====== The data
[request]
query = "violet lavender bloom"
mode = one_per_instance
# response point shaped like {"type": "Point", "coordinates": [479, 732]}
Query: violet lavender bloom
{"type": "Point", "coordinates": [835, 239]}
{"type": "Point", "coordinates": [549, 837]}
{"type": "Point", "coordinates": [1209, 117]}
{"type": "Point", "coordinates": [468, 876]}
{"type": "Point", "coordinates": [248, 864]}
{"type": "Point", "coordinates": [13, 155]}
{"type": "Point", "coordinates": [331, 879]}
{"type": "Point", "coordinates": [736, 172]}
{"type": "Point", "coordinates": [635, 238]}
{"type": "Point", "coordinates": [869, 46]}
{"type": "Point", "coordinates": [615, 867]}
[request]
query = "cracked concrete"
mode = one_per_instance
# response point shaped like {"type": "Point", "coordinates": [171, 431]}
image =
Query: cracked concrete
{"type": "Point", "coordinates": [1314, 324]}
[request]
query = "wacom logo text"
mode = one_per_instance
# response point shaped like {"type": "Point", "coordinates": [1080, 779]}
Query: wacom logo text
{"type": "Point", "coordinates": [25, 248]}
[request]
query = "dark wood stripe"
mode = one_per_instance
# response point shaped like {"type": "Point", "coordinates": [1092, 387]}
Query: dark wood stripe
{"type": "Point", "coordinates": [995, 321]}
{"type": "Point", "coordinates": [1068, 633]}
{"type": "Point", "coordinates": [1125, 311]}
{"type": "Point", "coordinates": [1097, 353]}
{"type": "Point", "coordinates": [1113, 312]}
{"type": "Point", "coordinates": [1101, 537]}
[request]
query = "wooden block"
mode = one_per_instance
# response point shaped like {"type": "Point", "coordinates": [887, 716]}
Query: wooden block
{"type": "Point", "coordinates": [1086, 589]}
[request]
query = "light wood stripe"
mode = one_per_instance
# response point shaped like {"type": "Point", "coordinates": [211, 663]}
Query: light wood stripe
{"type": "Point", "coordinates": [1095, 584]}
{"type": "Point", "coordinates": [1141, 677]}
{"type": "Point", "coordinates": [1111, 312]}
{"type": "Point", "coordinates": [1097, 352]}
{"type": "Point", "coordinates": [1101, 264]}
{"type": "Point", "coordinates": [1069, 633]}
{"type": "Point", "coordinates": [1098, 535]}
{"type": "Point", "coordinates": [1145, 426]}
============
Work request:
Type the data out again, exactly.

Task solution:
[request]
query = "violet lavender bloom"
mode = one_per_instance
# response point shaped like {"type": "Point", "coordinates": [479, 732]}
Query: violet lavender bloom
{"type": "Point", "coordinates": [835, 239]}
{"type": "Point", "coordinates": [549, 837]}
{"type": "Point", "coordinates": [1209, 117]}
{"type": "Point", "coordinates": [468, 876]}
{"type": "Point", "coordinates": [248, 864]}
{"type": "Point", "coordinates": [13, 155]}
{"type": "Point", "coordinates": [331, 879]}
{"type": "Point", "coordinates": [736, 172]}
{"type": "Point", "coordinates": [635, 238]}
{"type": "Point", "coordinates": [869, 46]}
{"type": "Point", "coordinates": [615, 867]}
[request]
query = "cracked concrete"
mode = one_per_instance
# response point shaped like {"type": "Point", "coordinates": [171, 431]}
image =
Query: cracked concrete
{"type": "Point", "coordinates": [1314, 324]}
[request]
query = "wacom logo text"
mode = one_per_instance
# response point shaped like {"type": "Point", "coordinates": [1080, 779]}
Query: wacom logo text
{"type": "Point", "coordinates": [25, 248]}
[request]
query = "dark wood stripe"
mode = one_per_instance
# response point shaped like {"type": "Point", "coordinates": [1092, 387]}
Query: dark wood stripe
{"type": "Point", "coordinates": [995, 321]}
{"type": "Point", "coordinates": [1068, 633]}
{"type": "Point", "coordinates": [1125, 311]}
{"type": "Point", "coordinates": [1097, 353]}
{"type": "Point", "coordinates": [1113, 312]}
{"type": "Point", "coordinates": [1101, 537]}
[request]
query = "wooden block"
mode = one_per_instance
# response point shaped like {"type": "Point", "coordinates": [887, 716]}
Query: wooden block
{"type": "Point", "coordinates": [1086, 589]}
[request]
query = "light wood stripe"
mode = one_per_instance
# response point shaped like {"type": "Point", "coordinates": [211, 663]}
Query: light wood stripe
{"type": "Point", "coordinates": [1095, 584]}
{"type": "Point", "coordinates": [1141, 677]}
{"type": "Point", "coordinates": [1111, 312]}
{"type": "Point", "coordinates": [1097, 352]}
{"type": "Point", "coordinates": [1101, 264]}
{"type": "Point", "coordinates": [1069, 633]}
{"type": "Point", "coordinates": [1098, 535]}
{"type": "Point", "coordinates": [1145, 426]}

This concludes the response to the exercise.